Ou encore de son petit nom, «Clavicula Salomonis Regis».

Les occultistes connaissent tous le «Clavicula Solomonis Rex», connu mondialement sous le nom de Lemegeton, dont une traduction complète en français existe. La Goetia est la toute première partie du grimoire, et probablement aussi la plus connue. Véritable manuel de Magie Evocatoire, il comporte un annuaire avec les coordonnées des 72 esprits à contacter suivant les besoins, et la marche à suivre pour les appeler !

Grimoire dont on ne connait pas le ou les auteur(s), compilé en anglais au XVIIe siècle, le Lemegeton a toujours véhiculé de grands phantasmes chez les petits magiciens du dimanche, et a certainement été la cause de nombreuses admissions en hôpital psychiatrique. Ici, Samuel Mathers en a traduit la première partie en anglais moderne, et Aleister Crowley l’a ensuite publié. Ces deux personnages, l’un fondateur de l’Ordre Hermétique de la Golden Dawn, et l’autre magiste très décrié, au zèle passionné évident, nous offrent là un livre doté de nombreux commentaires et explications, très utiles à celui qui voudra comprendre les bases de la magie évocatoire, et que le livre de Franz Bardon aurait laissé sur leur faim.

La traduction de Philippe Pissier, que nous pouvons honorer du titre de «Traducteur Officiel d’Aleister Crowley» est tout à fait réussie. En effet, le lecteur pourra retrouver le ton très subtil qu’utilisait Crowley, et on ressent alors les petites piques à l’attention de ses ex amis de la GD, Mathers en priorité, mais A.E. Waite en prend pour son grade lui aussi.

Deux introductions fort bienvenues

Dans les éditions de grimoires, il est toujours bienvenu de découvrir une introduction qui présente l’ouvrage, son contexte historique, et éventuellement des explications sur certaines parties du livre qui le nécessiteraient. Chez certains éditeurs, l’introduction est un véritable art, basé sur une recherche rigoureuse, qui amène une réelle valeur ajoutée au livre. En effet, quelle est l’intérêt de lire un ouvrage si le lecteur n’y comprend rien, s’il n’a pas les clefs ? Et puis, il y a d’autres éditeurs qui font le minimum et qui n’amènent rien de plus qu’une vague présentation d’un texte vieux de plusieurs siècles.

Heureusement ici, vu la complexité du sujet (je parle du livre bien sûr, même si Crowley est tout aussi complexe), l’introduction est bienvenue, et assez complète. La toute première, de l’éditeur et du traducteur, propose de remettre l’ouvrage dans son contexte de l’époque. D’où vient-il ? Que contient il ? Quelles en sont les différentes versions du manuscrit ? Quelles sont les éditions récentes ? Pour appuyer l’édition française ici présente et en comprendre la provenance.

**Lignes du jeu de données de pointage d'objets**
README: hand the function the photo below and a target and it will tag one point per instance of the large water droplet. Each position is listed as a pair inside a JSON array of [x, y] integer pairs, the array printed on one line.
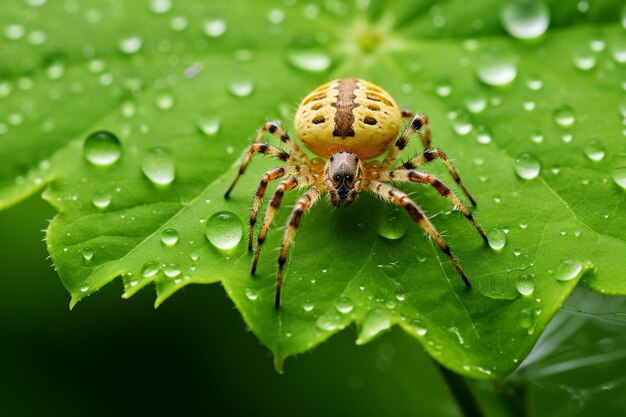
[[564, 116], [376, 322], [102, 148], [158, 166], [390, 227], [344, 305], [101, 199], [527, 166], [619, 176], [496, 67], [525, 19], [594, 150], [169, 237], [224, 230], [525, 285], [497, 239]]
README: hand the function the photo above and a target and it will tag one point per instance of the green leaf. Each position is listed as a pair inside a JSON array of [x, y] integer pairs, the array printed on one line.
[[157, 80]]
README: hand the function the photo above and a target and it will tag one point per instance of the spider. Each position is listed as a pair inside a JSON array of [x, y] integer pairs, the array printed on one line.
[[346, 122]]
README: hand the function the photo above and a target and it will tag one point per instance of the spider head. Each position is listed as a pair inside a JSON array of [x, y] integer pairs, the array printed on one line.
[[343, 175]]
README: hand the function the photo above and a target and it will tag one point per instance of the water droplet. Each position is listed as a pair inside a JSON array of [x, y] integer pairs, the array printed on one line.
[[564, 116], [251, 294], [150, 269], [130, 45], [527, 166], [208, 122], [158, 166], [497, 239], [214, 28], [241, 87], [390, 227], [376, 322], [525, 19], [496, 67], [101, 199], [87, 253], [619, 176], [594, 150], [160, 6], [309, 60], [165, 101], [171, 270], [169, 237], [525, 285], [102, 148], [330, 322], [344, 305], [224, 230]]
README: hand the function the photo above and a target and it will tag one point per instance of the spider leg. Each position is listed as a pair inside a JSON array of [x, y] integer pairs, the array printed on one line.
[[303, 204], [430, 154], [275, 129], [399, 198], [416, 123], [442, 188], [274, 203], [257, 147], [270, 175]]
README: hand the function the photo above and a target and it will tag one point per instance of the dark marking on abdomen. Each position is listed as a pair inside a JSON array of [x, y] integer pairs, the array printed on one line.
[[344, 118]]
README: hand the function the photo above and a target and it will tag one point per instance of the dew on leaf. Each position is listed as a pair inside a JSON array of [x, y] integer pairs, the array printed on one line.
[[497, 239], [594, 150], [158, 166], [527, 166], [224, 230], [102, 148], [169, 237], [344, 305], [101, 199], [390, 227], [374, 323], [525, 19]]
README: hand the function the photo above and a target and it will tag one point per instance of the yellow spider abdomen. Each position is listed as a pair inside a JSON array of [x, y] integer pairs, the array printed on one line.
[[349, 114]]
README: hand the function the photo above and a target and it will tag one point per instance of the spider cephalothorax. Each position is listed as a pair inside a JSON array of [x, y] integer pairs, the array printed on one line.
[[348, 121]]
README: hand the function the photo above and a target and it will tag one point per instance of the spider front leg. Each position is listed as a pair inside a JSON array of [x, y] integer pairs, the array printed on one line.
[[437, 184], [303, 204], [427, 156], [399, 198]]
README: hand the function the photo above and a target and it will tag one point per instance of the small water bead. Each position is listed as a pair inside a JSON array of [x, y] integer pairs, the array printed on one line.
[[390, 227], [102, 148], [496, 67], [150, 269], [241, 87], [208, 122], [224, 230], [619, 176], [376, 322], [130, 45], [568, 270], [214, 28], [564, 116], [169, 237], [497, 239], [525, 19], [525, 285], [309, 60], [594, 150], [158, 166], [171, 270], [87, 254], [344, 305], [251, 294], [101, 199]]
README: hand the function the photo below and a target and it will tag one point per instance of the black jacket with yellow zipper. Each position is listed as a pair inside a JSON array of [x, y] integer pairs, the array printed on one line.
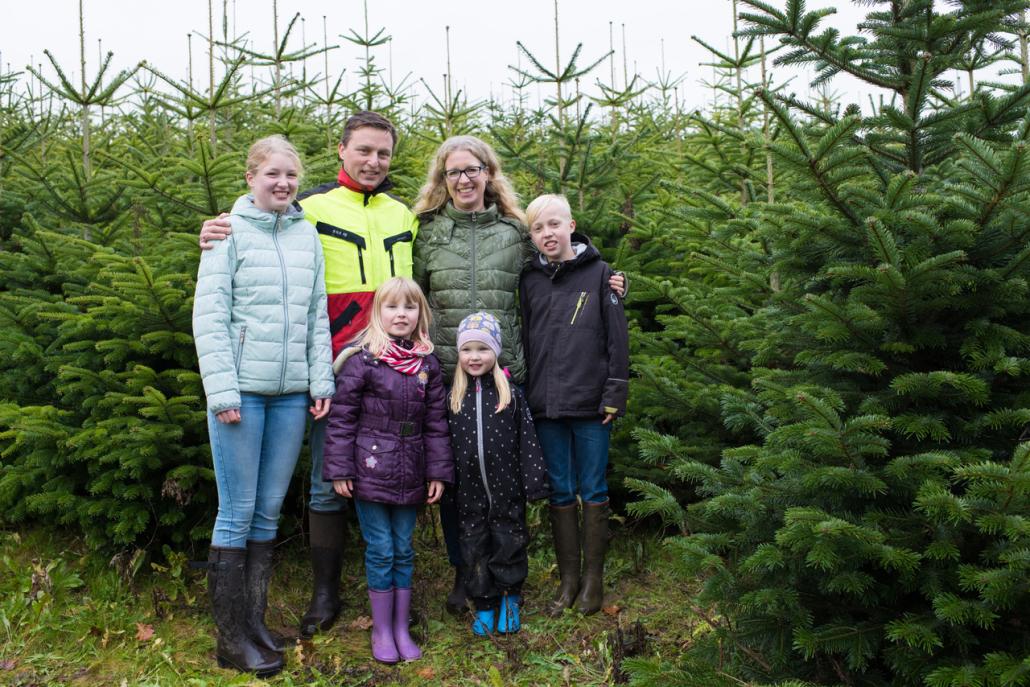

**Exercice court**
Pouvez-vous écrire la suite de la critique de l'édition française de la Goetia, en reprenant juste après sa dernière phrase ? Ces lignes ne servent à rien ici.

**Réponse**
Vient ensuite l’introduction fort intéressante d’Hymenaeus Beta, le dirigeant actuel de l’O.T.O. Il nous retrace l’histoire de la GD, de l’entrée de Crowley dans le Temple Isis-Urania, et les relations houleuses du magiste avec ses Frères. Viennent ensuite les «je t’aime, moi non plus !» entre Mathers, fondateur de l’Ordre, et Crowley passant du statut d’apprenti timide à celui d’occultiste caractériel. Nous en savons plus sur les recherches, et de Mathers, l’auteur, le traducteur des manuscrits en langue anglaise «moderne», et celles de Crowley, qui décida de les éditer en y ajoutant ses touches personnelles, ainsi que ses commentaires. D’ailleurs, cette introduction plaisante à lire, un peu comme un roman d’aventure, ne serait pas complète sans l’explication de la façon de penser d’Aleister Crowley, au début du 20e siècle, et les révolutions scientifiques en terme de psychologie notamment.

Nous en savons maintenant beaucoup plus sur l’état d’esprit de Crowley, sur celui de Mathers aussi, et nous pouvons commencer sereinement à lire La Goetia en elle-même.

La Goetia

Dès l’invocation en grec, le carré magique, et la note préliminaire, Aleister Crowley marque le territoire, et même s’il gratifie Mathers de son travail de traduction, il protège le livre d’attaques occultes qui pourraient venir de son auteur premier. D’ailleurs, Crowley informe derechef le lecteur que le Frater D.D.C.F. a «succombé aux Assauts des Quatre Grands Princes», bref, autant dire qu’il est devenu fou ! Ce qui peut nous indiquer que la pratique des techniques contenues dans ce livre, peuvent s’avérer dangereuses…

C’est la raison pour laquelle, Aleister Crowley a ajouté une Invocation Préliminaire. Celle-ci est fort intéressante, car elle s’appuie sur l’invocation d’un Ange Gardien, un peu à la manière de l’ascèse déjà vue dans la Magie Sacrée d’Abramelin le Mage, Ange Gardien qui protégera et conseillera l’opérateur sur les opérations magiques. Cette précaution forte utile, présente également dans les rituels de la Golden Dawn, permet de s’entourer d’un filet de sécurité pour la pratique, autant que d’augmenter son élévation spirituelle avec des appels au Divin. Crowley a élaboré cette invocation à partir d’un manuscrit en grec ancien, que vous retrouverez dans les annexes à la fin du livre : un très bon point.

Notons que le rituel est extrêmement bien annoté, pour permettre à l’occultiste de comprendre avec précision ce qu’il fait, et quelles sont les forces à qui il s’adresse.

Deux textes de Crowley sont insérés : «L’interprétation initiatique de la Magie Cérémonielle», et «Définition préliminaire de la Magie».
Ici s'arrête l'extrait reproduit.